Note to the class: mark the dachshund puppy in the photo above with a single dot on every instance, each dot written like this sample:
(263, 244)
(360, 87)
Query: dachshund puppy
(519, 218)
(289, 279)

* * * * *

Rewrite the records above as a numbered list, skipping any blank lines.

Answer for this exercise:
1. Note to the class: mark the dachshund puppy in the photo above with a single dot on every instance, each dot written like this sample:
2. (263, 244)
3. (360, 87)
4. Query: dachshund puppy
5. (519, 218)
6. (289, 279)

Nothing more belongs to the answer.